• **What this task involves**
Rewrite the lines of the data below as a JSON list of strings, one string per line and no blank lines, starting at the line containing "Exercise. For every instance of the road" and ending at the line containing "<point>422,53</point>". Include nothing outside that range.
───── Records provided
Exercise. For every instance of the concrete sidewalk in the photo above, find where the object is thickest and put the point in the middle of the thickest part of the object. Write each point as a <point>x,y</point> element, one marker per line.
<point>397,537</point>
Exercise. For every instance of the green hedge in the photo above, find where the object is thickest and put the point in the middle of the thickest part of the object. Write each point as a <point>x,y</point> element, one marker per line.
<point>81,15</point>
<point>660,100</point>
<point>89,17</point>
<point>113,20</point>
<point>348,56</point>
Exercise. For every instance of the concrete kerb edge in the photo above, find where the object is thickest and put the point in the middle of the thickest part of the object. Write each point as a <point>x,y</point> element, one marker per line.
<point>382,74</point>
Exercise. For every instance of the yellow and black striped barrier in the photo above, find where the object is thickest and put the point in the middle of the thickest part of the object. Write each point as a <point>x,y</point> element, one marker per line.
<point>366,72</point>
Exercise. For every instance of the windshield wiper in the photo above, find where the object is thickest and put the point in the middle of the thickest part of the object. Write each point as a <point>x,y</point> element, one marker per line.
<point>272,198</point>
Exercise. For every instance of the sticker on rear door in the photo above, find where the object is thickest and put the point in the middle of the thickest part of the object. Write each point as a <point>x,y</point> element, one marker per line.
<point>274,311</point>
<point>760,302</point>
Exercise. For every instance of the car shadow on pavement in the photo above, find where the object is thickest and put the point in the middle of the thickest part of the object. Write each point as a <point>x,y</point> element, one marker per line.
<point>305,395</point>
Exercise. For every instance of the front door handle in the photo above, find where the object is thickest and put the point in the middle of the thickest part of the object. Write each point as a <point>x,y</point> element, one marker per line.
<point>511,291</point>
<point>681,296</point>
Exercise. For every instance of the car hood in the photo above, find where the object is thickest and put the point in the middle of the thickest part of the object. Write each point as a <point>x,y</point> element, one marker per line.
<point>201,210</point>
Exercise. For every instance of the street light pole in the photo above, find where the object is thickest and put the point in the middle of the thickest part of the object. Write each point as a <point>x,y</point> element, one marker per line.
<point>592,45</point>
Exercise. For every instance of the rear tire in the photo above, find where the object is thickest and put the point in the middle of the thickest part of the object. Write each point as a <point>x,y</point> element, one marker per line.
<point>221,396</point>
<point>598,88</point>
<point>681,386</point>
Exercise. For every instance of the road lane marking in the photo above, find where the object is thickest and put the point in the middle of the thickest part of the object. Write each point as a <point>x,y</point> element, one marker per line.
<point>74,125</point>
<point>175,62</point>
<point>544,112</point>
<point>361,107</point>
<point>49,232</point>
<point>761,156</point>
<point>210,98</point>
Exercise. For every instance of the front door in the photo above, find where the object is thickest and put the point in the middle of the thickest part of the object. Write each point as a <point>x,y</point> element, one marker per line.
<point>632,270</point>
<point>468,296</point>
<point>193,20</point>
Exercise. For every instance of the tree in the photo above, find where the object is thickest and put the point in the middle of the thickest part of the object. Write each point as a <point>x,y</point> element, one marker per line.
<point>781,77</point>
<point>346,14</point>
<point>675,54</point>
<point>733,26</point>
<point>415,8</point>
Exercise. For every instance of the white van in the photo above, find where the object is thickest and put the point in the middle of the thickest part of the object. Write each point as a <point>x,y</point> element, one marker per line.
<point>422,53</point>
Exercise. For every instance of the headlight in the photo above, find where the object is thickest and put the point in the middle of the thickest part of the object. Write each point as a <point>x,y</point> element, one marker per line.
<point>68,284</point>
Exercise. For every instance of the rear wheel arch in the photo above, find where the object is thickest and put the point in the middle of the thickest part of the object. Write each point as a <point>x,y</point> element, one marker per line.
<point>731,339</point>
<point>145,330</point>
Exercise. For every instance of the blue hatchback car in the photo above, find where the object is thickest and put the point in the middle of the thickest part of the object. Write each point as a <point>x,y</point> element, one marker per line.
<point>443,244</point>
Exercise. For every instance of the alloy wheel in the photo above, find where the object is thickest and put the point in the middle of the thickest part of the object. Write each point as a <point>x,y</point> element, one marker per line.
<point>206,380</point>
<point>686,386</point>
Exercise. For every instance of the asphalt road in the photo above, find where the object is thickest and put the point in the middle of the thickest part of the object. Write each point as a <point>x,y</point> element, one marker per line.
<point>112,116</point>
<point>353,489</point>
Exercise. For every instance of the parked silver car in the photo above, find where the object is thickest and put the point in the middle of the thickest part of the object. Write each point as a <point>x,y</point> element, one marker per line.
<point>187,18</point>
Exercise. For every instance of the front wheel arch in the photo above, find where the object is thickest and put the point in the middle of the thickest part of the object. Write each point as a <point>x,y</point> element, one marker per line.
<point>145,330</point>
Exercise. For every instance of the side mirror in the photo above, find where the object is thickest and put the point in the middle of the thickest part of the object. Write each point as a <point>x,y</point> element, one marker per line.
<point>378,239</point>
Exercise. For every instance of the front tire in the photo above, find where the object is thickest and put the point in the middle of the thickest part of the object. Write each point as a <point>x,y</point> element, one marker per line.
──────────
• **Task answer**
[
  "Exercise. For every instance of the road lane marking in the photo above, find where the object is thickest and put the point in the middle of the thickest part of the object. Write each point as a <point>x,y</point> element, one marker per line.",
  "<point>74,125</point>",
  "<point>175,62</point>",
  "<point>544,112</point>",
  "<point>361,107</point>",
  "<point>49,232</point>",
  "<point>761,156</point>",
  "<point>210,98</point>",
  "Exercise. For every instance of the front door in the photo above, find where the object is thickest and put the point in the middle of the thickest part of the object. Write each point as a <point>x,y</point> element, one marker per line.",
  "<point>632,270</point>",
  "<point>468,296</point>",
  "<point>193,20</point>",
  "Exercise. For every instance of the tree in the photo above, find where the object is thickest and put the point in the middle of the thickest part of the object. Write each point as a <point>x,y</point> element, one marker per line.",
  "<point>781,77</point>",
  "<point>346,14</point>",
  "<point>675,54</point>",
  "<point>733,26</point>",
  "<point>415,8</point>",
  "Exercise. For every instance of the white van in the photo above, find where the object is thickest and put the point in the middle of the thickest part of the object. Write each point as a <point>x,y</point> element, one marker per line.",
  "<point>422,53</point>"
]